— Begin —

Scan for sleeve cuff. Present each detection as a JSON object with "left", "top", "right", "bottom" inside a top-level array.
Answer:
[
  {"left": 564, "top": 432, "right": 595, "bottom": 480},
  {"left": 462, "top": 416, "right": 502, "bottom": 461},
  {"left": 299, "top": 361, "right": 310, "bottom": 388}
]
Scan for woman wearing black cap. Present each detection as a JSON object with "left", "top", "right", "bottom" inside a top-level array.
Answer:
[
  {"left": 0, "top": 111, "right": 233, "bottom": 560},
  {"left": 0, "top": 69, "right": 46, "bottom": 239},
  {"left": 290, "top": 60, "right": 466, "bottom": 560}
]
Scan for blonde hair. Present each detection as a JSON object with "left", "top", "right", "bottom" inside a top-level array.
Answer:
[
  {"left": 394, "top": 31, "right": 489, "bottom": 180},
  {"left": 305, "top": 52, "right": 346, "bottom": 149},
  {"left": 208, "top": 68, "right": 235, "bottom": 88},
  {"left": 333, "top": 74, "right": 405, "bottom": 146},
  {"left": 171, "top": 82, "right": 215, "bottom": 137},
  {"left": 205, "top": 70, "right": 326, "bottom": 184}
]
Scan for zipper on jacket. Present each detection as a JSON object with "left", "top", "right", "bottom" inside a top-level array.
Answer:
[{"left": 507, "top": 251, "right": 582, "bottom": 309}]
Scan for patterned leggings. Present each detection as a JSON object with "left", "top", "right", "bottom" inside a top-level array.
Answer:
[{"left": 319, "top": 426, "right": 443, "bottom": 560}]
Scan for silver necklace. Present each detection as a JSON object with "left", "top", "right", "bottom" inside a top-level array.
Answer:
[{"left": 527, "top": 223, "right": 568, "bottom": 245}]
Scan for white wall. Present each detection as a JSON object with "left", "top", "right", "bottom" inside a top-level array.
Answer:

— End —

DESCRIPTION OF THE TASK ▸ Can you give the part of the material that opens with the line containing "Scan for white" and runs through the end of the material again, both ends included, with "white wall" swapped for "brick wall" and nothing else changed?

TASK ANSWER ▸
Scan for brick wall. Present each detection as a JSON object with "left", "top", "right", "bottom" inside a top-level array.
Answer:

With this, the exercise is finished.